Source document:
Tel: 905–690–4709 dk@tfwm.com - Darryl Kirkland, Publisher

The Ever Elastic Web

Here is my definition of the web as I know it.

The website is a spark of wonder.

It is a magical collection of human thought and creativity forged into a single seed which transpires time and space to liberate information. It represents the global human consciousness; it is a living, breathing entity, a rainforest of the collective mind of humanity.

Over the course of a few articles, I hope that through my experience, I can pass on some tricks and perspectives that might help you to build better websites and communicate more effectively through the vacuum of the web.

Web Philosophy 101
Everyone who sees a website sees it differently. Not necessarily because of philosophical or creative differences, but because everyone sees your website with a different computer on a different monitor with a different browser with different settings with different components installed, etc. No two Internet users are the same – much like snowflakes, only warmer.

When you print a few thousand brochures at your local Kinkos, you can expect everyone who reads the brochure to see roughly the same thing. A printed brochure is generally working from the same general frame of reference. 4 inches by 8 inches, open once, open again, etc. A web site is much more inconsistent.

Let’s pretend that you want to print a brochure. Because the printing company decides to save money, your brochures end up on hundreds of different types of paper sizes. They also decided to skimp on accuracy, so they printed sections of the brochure “roughly” where they should have been, according to your original design. Additionally, each of the folds were placed incorrectly, and the fonts are slightly different. An extra kicker- everyone who sees the brochure has varying degrees of color-blindness.

Source data:
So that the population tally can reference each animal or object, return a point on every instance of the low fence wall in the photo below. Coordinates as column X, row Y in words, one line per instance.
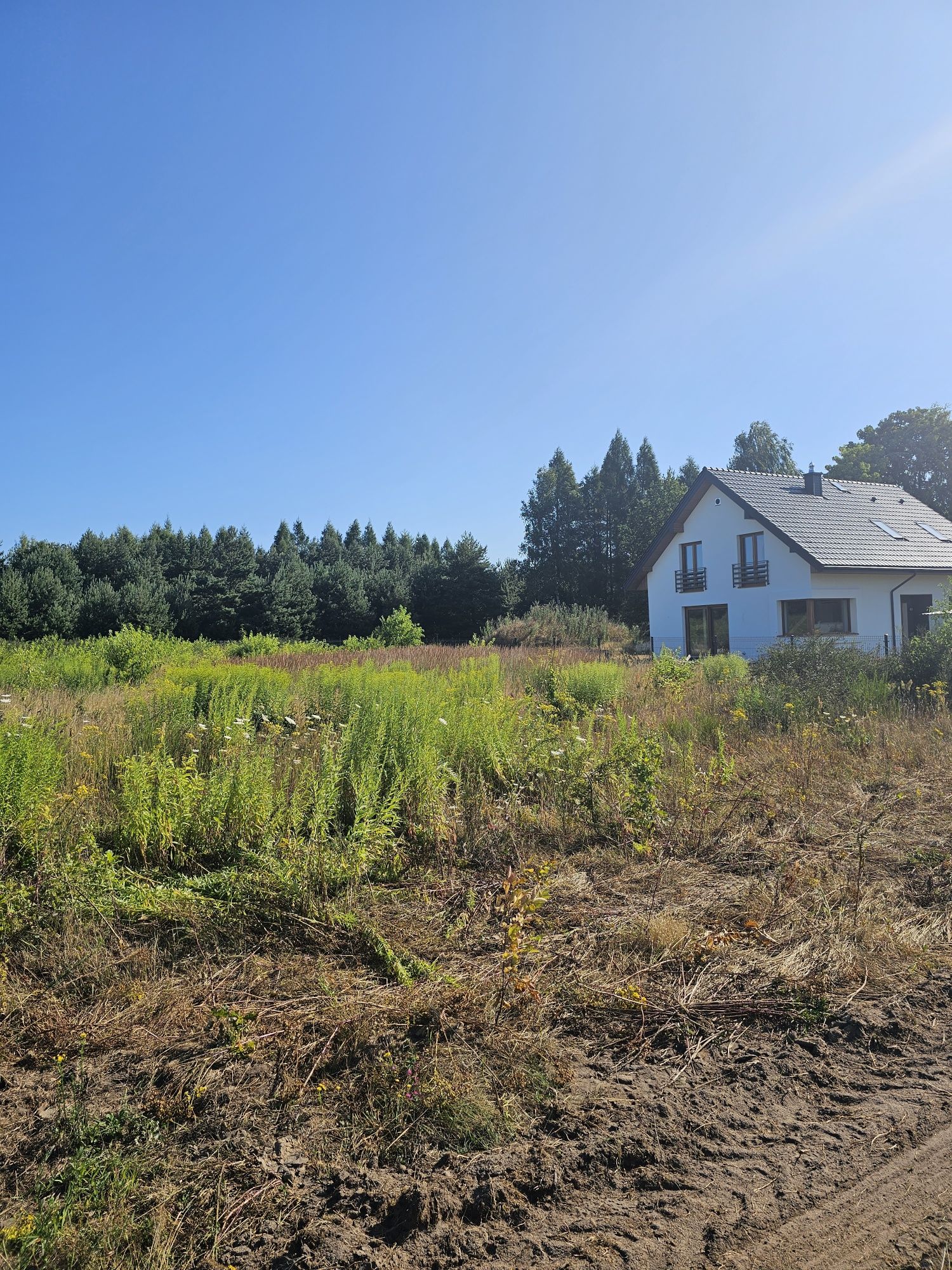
column 756, row 646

Jobs:
1 - Answer these from the Ever Elastic Web essay:
(a) What does the writer compare Internet users to?
(b) Where does the writer say you might print a few thousand brochures?
(c) What dimensions does the essay give for a printed brochure?
2 - The Ever Elastic Web essay says each person sees a website with different equipment and setup. List every such thing it names as differing from one viewer to the next.
3 - Duplicate the passage of the Ever Elastic Web essay that begins at the words "Web Philosophy 101" and stops after "much more inconsistent.".

Expected outputs:
1 -
(a) Snowflakes, only warmer.
(b) At your local Kinkos.
(c) 4 inches by 8 inches.

2 -
- Computer
- Monitor
- Browser
- Settings
- Installed components

3 -
Web Philosophy 101
Everyone who sees a website sees it differently. Not necessarily because of philosophical or creative differences, but because everyone sees your website with a different computer on a different monitor with a different browser with different settings with different components installed, etc. No two Internet users are the same – much like snowflakes, only warmer.

When you print a few thousand brochures at your local Kinkos, you can expect everyone who reads the brochure to see roughly the same thing. A printed brochure is generally working from the same general frame of reference. 4 inches by 8 inches, open once, open again, etc. A web site is much more inconsistent.